_TEXTO DE ESTUDIO_
______

Un niño castigado de cara a la pared
Una reprimenda o dejarle sin salir: ¿funcionan realmente los castigos para educar?
Alternativas a los castigos hay muchas, pero la principal, para la psicóloga Cristina Noriega, es una: «Utilizar el sentido común»
Porque ha pegado a su hermano, porque se ha enfadado y ha roto un vaso, porque se ha saltado la hora de volver a casa o ha sacado malas notas; no les faltan los motivos a muchos padres para castigar a sus hijos. Lo que no todos saben es que funcionan, sí, pero con un efecto a corto plazo. Según explica Cristina Noriega, profesora de psicología social en la Facultad de Medicina de la Universidad CEU San Pablo, los últimos estudios indican que hay otras técnicas que son mejores, a nivel emocional y cognitivo, para los niños. «El castigo funciona, pero a corto plazo», advierte, y continúa: «Cuando educamos, lo que queremos son efectos a largo plazo».
Uno de los estudios que lo demuestran fue conducido en 1965 por el psicólogo de la Universidad de Standford, Jonathan L. Freedman. Lo llevó a cabo en un aula escolar, donde dividió a los alumnos en dos grupos. Uno por uno, llevó a los alumnos a una clase aparte donde había muchos juguetes normales y un robot lleno de luces por control teledirigido. Al primer equipo, les dijo que tenía que salir de la habitación y que, mientras tanto, podían jugar con cualquier juguete, menos con el robot. «Si lo tocas, me enteraré y me enfadaré mucho», les decía. Casi todos los niños evitaron acercarse al artilugio prohibido. En el caso de la segunda cuadrilla, lo único que cambió fue que, en vez de mostrar la amenaza del enfado, Freedman simplemente les dijo que «no estaba bien jugar con el robot». De nuevo, se conformaron con el resto de entretenimientos de la sala.
Los resultados llegaron pasado un mes
Poco más de un mes después, Freedman envió a una de sus colaboradoras al mismo colegio y repitieron el mismo experimento. Lo único que cambió fue que cuando la mujer salía de la habitación no les decía absolutamente nada. Los únicos niños que aun así no tocaron el robot fueron aquellos a los que la primera vez se les había explicado que no era correcto jugar con él. En cambio, los que habían estado bajo amenaza en el pasado, se atrevieron a utilizarlo en esa nueva ocasión, puesto que el castigo había desaparecido.

______

_DATOS ANALIZADOS_
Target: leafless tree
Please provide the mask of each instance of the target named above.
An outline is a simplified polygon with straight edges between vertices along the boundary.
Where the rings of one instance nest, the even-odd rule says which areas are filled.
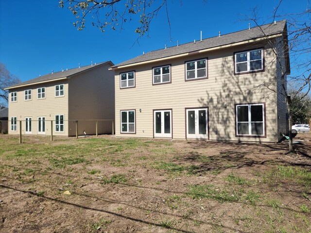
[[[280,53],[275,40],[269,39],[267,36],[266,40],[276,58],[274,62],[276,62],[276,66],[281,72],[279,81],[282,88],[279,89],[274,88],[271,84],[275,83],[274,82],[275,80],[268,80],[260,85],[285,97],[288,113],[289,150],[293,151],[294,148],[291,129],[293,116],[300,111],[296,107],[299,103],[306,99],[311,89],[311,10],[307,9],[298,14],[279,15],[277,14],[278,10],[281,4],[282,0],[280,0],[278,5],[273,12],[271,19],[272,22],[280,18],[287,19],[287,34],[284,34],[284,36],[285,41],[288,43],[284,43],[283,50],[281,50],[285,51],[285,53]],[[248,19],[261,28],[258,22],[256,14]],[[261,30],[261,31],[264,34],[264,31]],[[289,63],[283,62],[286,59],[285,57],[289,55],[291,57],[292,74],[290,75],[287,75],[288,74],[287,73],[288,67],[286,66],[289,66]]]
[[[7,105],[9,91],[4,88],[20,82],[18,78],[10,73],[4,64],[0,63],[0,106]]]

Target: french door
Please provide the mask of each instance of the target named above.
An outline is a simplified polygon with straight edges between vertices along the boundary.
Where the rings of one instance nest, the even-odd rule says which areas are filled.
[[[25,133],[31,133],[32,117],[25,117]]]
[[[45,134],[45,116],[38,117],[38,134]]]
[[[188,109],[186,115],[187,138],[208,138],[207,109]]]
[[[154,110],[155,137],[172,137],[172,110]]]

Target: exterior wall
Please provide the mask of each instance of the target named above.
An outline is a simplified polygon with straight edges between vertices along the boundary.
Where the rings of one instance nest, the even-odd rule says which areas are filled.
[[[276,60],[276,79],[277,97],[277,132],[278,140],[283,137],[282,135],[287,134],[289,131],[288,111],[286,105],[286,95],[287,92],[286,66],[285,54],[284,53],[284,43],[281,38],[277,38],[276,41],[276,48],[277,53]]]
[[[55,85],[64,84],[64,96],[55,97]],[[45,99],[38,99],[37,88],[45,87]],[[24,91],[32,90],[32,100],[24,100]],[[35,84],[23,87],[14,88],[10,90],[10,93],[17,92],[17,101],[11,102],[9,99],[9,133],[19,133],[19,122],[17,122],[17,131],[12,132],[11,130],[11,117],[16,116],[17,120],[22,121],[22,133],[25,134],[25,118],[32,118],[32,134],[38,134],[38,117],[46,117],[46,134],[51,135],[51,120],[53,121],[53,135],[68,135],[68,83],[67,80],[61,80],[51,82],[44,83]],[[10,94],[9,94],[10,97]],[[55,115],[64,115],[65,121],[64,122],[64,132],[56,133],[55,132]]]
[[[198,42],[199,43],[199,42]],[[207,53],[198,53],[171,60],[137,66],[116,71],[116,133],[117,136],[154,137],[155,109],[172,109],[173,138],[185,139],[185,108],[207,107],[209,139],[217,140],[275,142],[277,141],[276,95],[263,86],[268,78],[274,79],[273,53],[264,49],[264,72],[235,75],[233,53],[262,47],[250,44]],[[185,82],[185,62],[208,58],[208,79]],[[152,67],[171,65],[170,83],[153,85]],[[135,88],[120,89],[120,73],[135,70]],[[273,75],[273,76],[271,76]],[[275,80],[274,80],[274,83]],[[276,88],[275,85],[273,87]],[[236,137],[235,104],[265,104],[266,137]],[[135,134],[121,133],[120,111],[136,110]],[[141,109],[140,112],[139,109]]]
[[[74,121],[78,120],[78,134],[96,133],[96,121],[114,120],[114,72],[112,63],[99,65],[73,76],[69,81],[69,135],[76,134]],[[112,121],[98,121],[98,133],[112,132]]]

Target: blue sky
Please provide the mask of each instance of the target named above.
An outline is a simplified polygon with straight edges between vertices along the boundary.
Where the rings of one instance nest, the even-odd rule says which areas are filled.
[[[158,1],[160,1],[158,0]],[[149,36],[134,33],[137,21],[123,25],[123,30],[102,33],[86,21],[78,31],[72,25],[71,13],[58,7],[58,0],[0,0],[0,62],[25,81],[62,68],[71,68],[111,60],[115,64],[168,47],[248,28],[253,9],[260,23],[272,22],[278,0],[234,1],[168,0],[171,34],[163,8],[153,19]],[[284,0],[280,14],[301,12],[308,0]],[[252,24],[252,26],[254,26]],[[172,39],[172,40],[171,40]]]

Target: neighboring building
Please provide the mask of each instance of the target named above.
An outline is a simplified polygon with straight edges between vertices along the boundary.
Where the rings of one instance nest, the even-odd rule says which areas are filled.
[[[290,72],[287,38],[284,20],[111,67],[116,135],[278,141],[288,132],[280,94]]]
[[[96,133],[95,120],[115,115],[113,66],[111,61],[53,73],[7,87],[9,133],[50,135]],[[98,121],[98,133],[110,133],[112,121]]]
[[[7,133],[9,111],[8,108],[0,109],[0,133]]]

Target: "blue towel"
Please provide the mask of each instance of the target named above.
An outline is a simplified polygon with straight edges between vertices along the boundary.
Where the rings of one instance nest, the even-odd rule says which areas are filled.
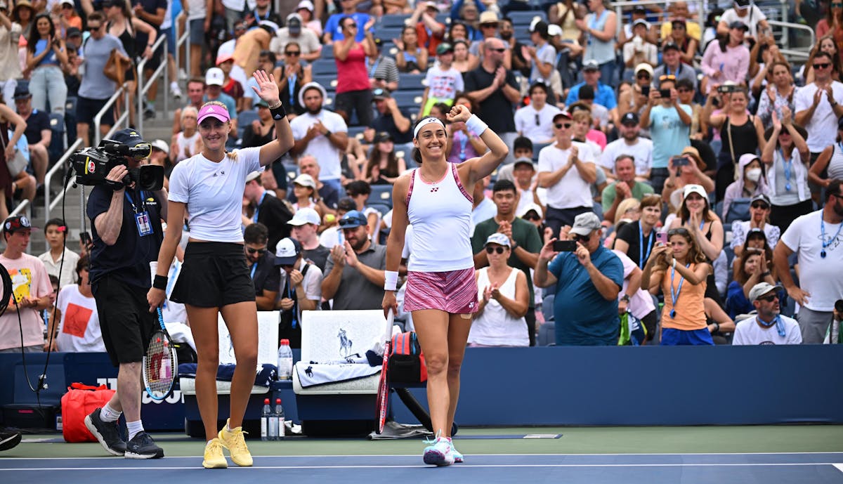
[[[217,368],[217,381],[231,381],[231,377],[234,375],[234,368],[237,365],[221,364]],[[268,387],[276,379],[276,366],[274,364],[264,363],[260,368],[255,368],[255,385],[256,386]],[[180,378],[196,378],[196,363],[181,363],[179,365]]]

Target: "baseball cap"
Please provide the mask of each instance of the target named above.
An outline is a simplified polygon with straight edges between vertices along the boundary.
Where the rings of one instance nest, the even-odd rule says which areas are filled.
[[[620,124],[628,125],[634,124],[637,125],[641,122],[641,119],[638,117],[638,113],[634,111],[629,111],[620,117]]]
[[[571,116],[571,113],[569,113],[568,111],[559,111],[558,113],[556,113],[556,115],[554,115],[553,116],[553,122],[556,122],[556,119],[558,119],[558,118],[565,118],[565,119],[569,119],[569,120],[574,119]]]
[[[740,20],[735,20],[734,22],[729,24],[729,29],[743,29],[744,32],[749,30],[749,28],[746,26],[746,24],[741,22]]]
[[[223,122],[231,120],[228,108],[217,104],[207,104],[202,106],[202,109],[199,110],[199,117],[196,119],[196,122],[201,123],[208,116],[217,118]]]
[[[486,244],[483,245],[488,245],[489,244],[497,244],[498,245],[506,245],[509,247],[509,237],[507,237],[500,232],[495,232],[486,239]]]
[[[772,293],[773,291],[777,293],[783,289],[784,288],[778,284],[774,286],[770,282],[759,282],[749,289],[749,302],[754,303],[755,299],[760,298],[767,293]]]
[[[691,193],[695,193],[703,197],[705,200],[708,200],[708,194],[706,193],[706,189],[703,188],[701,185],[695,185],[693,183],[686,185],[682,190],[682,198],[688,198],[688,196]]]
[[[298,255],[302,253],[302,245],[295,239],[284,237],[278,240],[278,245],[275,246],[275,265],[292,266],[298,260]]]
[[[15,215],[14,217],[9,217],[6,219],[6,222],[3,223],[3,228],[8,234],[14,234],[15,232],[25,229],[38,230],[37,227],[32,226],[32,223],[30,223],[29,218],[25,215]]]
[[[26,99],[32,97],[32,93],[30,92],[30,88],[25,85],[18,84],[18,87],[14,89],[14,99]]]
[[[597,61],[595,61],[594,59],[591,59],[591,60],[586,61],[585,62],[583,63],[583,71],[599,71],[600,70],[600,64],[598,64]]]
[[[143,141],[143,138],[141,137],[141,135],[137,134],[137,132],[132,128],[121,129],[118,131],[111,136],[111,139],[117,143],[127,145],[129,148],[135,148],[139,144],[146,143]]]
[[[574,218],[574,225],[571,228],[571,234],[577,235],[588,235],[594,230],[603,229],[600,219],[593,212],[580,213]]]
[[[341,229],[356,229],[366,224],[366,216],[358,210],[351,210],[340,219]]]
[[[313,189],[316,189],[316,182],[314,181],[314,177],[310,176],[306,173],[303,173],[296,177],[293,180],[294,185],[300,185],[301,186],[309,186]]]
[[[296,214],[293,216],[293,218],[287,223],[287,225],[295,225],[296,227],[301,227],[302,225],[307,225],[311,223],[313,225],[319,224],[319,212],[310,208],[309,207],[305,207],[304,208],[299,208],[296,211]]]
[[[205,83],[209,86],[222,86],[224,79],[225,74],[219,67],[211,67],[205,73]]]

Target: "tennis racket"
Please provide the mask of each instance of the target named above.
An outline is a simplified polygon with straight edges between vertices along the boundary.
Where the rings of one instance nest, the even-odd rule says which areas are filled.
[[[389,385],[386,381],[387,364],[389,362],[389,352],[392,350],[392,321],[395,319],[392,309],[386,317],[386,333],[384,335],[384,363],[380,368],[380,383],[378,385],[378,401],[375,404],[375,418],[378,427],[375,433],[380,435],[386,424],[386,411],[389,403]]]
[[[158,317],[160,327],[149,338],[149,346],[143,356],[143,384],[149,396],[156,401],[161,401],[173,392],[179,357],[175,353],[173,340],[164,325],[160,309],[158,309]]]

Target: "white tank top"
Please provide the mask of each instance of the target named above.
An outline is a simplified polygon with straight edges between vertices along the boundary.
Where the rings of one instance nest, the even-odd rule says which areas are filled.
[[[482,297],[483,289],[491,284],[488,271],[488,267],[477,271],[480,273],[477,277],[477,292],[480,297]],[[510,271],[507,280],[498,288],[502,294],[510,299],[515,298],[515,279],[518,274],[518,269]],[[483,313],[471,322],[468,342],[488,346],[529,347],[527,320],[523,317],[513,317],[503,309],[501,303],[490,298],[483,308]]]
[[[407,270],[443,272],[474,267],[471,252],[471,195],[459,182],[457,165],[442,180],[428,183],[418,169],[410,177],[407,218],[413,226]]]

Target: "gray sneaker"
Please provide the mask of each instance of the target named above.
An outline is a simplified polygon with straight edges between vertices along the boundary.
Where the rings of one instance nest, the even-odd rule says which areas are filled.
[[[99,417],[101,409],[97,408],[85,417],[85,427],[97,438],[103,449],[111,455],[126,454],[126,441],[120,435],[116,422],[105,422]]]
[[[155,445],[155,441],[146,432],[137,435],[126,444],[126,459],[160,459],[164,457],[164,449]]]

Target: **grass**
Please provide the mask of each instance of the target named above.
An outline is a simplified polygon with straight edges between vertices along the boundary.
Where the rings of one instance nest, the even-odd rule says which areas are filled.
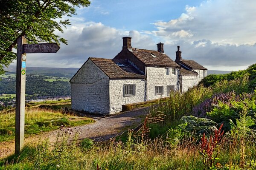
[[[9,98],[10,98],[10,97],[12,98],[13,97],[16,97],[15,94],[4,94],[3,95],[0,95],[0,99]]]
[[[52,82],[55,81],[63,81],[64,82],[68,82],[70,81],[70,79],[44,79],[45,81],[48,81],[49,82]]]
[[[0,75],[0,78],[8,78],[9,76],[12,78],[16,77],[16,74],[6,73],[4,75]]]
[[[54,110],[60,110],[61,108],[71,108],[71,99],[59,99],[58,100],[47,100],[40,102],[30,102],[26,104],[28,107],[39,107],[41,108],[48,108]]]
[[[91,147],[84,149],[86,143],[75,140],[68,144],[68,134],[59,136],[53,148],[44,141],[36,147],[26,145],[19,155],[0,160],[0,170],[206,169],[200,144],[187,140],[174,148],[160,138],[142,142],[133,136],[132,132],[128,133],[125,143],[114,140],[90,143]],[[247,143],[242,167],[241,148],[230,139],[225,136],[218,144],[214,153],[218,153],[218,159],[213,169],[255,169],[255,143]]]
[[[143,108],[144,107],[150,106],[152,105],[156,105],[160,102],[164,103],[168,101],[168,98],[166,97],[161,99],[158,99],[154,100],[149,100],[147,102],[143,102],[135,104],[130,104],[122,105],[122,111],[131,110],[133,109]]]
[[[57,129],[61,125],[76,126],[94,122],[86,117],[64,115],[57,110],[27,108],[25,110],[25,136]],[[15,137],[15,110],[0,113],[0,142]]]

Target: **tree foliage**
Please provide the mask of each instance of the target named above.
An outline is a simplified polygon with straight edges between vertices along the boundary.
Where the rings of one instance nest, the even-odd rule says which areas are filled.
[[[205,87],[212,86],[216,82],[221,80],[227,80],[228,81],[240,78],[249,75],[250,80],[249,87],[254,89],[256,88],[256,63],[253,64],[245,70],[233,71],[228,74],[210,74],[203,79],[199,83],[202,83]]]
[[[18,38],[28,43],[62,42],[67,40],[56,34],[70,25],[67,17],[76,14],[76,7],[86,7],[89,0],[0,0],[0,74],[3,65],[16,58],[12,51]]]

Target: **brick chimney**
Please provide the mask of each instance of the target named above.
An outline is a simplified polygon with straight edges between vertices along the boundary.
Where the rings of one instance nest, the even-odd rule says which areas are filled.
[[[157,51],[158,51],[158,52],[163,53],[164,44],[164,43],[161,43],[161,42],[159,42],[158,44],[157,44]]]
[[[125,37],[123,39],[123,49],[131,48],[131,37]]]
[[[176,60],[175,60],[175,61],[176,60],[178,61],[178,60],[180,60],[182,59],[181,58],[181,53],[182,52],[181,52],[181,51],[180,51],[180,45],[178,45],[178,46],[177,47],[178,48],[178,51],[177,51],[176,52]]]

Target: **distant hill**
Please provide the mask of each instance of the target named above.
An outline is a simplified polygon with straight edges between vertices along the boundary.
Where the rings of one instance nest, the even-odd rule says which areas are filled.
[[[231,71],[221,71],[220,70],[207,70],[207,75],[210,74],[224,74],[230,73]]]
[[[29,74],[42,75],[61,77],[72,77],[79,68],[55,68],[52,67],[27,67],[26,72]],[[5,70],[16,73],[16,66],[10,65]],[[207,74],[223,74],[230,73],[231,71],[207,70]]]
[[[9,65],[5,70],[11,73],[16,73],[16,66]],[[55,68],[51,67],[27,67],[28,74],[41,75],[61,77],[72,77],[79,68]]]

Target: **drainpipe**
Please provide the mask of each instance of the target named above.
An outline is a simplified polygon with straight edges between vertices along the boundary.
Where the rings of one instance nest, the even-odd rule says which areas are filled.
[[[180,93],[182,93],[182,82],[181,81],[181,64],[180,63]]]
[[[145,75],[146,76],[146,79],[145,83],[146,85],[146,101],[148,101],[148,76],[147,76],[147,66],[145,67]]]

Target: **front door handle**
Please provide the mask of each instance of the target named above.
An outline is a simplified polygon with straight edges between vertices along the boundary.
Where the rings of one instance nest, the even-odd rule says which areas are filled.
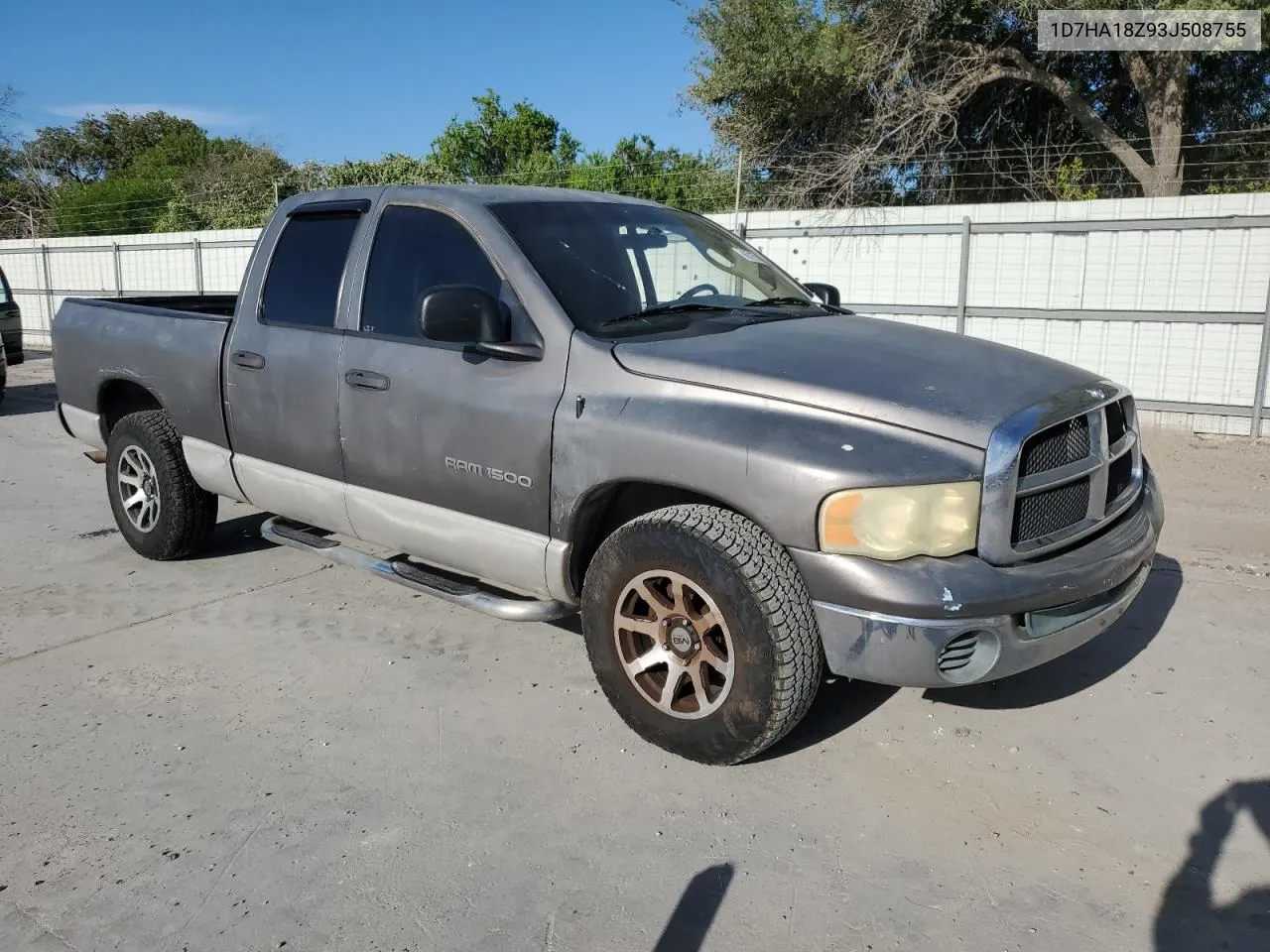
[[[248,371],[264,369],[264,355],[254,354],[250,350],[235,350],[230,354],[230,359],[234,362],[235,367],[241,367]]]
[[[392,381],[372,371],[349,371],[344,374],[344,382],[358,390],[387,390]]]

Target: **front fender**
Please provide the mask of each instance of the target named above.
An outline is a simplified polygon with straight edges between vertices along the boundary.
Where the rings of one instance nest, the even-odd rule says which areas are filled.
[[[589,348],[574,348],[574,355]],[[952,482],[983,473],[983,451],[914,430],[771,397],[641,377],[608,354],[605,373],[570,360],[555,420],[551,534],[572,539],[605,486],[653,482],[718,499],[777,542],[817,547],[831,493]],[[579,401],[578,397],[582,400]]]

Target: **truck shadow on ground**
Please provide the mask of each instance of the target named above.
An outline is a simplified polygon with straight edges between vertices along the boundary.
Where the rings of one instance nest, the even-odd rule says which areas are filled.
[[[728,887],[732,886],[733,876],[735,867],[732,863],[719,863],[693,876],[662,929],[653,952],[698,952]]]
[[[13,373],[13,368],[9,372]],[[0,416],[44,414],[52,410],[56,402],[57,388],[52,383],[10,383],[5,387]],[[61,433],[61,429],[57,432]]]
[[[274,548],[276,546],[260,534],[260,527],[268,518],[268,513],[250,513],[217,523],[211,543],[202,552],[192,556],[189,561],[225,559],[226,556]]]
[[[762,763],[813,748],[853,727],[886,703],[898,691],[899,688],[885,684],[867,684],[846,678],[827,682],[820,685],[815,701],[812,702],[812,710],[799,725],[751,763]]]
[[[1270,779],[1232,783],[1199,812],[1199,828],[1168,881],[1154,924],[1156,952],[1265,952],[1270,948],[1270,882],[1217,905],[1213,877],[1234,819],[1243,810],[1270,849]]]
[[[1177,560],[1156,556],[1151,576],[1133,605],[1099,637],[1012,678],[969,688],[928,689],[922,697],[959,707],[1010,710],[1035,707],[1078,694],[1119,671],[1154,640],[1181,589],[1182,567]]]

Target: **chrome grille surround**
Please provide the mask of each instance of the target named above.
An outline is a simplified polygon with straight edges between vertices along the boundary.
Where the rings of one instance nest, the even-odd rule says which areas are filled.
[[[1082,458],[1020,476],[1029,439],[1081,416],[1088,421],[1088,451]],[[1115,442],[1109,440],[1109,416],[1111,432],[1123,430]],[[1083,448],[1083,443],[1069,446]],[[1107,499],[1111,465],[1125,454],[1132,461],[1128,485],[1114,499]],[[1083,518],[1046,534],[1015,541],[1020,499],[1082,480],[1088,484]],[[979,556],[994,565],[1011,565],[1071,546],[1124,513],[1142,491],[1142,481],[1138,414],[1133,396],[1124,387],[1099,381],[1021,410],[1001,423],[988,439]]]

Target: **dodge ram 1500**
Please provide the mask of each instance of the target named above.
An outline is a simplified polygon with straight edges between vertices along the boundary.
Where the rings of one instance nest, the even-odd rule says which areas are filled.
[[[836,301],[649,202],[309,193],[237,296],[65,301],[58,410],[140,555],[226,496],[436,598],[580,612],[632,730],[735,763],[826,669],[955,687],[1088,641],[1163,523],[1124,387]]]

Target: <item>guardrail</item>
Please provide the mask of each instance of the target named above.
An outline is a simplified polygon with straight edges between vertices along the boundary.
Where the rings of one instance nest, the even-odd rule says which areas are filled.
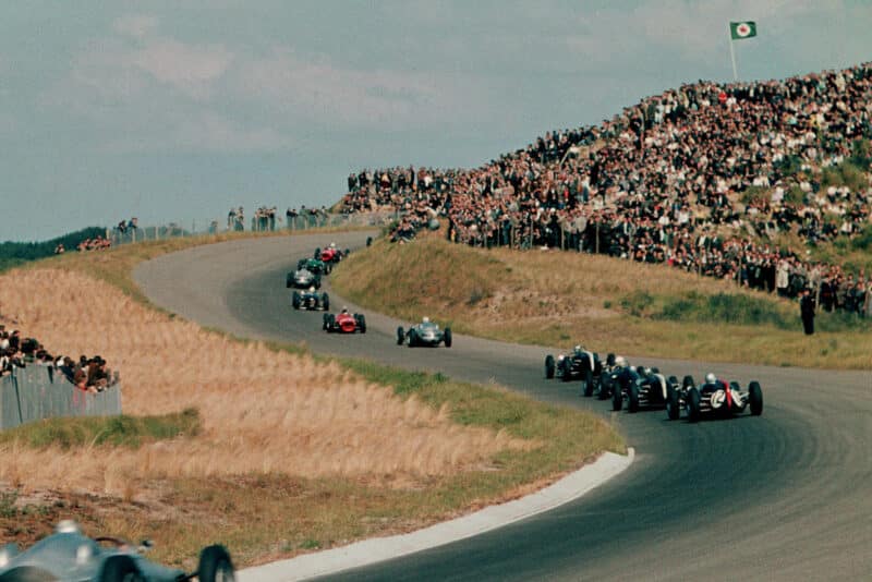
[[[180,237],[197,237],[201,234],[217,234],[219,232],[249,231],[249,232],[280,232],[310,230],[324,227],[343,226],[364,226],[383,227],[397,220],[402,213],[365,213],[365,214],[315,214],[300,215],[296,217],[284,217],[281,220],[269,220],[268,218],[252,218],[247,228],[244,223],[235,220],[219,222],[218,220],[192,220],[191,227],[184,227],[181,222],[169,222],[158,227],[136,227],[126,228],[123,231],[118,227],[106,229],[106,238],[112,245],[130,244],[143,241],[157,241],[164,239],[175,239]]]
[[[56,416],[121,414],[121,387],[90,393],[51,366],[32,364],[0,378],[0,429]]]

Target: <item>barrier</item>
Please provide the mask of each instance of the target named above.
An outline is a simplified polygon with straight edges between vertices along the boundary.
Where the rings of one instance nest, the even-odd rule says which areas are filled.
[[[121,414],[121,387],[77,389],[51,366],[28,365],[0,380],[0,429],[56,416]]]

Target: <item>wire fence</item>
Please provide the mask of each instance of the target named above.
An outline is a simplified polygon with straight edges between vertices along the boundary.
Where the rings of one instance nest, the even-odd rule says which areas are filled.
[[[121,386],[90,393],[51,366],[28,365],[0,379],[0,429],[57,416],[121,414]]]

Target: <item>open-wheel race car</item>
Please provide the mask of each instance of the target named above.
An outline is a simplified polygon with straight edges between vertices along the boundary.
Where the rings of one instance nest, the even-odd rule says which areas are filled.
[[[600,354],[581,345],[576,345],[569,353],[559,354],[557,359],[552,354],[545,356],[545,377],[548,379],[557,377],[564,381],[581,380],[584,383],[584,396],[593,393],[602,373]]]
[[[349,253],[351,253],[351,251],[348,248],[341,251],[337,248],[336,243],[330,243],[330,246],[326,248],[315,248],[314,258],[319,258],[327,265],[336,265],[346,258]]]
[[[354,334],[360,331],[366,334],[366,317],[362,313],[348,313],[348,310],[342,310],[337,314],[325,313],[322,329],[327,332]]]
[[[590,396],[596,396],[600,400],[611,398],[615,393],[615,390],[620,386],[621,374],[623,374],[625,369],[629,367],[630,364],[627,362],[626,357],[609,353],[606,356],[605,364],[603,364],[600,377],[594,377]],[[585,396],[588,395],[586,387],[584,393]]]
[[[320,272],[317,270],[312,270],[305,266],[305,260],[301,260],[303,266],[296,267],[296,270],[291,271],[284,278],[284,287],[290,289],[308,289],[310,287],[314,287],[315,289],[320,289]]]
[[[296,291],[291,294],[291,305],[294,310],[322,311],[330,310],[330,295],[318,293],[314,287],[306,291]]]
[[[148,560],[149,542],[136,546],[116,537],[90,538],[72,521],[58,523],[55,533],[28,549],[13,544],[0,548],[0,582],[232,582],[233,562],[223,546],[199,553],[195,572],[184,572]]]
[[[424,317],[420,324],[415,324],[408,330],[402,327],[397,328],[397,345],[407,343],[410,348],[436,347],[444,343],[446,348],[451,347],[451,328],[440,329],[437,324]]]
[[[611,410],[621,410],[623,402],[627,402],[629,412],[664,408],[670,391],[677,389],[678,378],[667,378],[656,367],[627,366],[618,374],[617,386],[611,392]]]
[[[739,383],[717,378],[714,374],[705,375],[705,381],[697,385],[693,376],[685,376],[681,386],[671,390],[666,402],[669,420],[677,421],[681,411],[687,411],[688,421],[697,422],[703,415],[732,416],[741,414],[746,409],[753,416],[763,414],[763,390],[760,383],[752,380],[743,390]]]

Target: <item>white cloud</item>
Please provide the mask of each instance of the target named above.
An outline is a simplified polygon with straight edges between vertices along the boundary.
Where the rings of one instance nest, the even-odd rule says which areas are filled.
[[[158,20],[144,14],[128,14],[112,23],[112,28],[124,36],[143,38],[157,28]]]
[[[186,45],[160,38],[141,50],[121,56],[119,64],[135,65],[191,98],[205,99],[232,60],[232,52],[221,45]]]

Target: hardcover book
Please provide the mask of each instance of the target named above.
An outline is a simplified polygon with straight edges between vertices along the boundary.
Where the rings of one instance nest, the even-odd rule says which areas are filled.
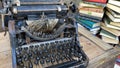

______

_TAREAS POR HACER_
1: En el artículo sobre los castigos a los niños, ¿en qué año llevó a cabo Jonathan L. Freedman su estudio con el robot?
2: Prosigue el artículo sobre los castigos a los niños a partir de su última oración.
Las entradas no hacen falta para resolver estas tareas.

_LISTA DE RESPUESTAS_
1: En 1965.

2:
A través de esta prueba, la conclusión a la que llegó el psicólogo estadounidense fue que, como avisa Noriega, las amenazas y los castigos tienen una duración caduca. Como herramienta educativa, son propios de estilos parentales más autoritarios, que hoy están dejando paso a uno democrático. Este combina, según explica la psicóloga, la comprensión y la calidez con la capacidad para poner límites. «Esto implica que seas cariñoso, afectuoso y comprendas que un niño no hace las cosas para fastidiarte, pero sigas manteniéndote firme, sino que el niño cree que en la vida no hay frustraciones», explica mientras lo ejemplifica con el caso de las rabietas.
El premio tampoco es una opción
Alternativas a los castigos hay muchas, pero la principal, para Noriega, es una: «Utilizar el sentido común». Su recomendación es acudir primero al origen del problema: ¿por qué un niño no quiere comer? ¿Por qué no estudia? O ¿por qué pega? Y a raíz de conocer la causa del mal comportamiento, habría que iniciar un diálogo con el menor y no saltarse los límites ya establecidos. «Entras en una situación peligrosa», incide la profesora, y lo explica con un ejemplo: si un niño no ha querido probar las verduras que tenía en el plato un día y sus padres deciden cocinarle algo especial, aprende que si no come, le van a hacer lo que quiere. En cambio, propone que «de lo que hay en la mesa, que escoja».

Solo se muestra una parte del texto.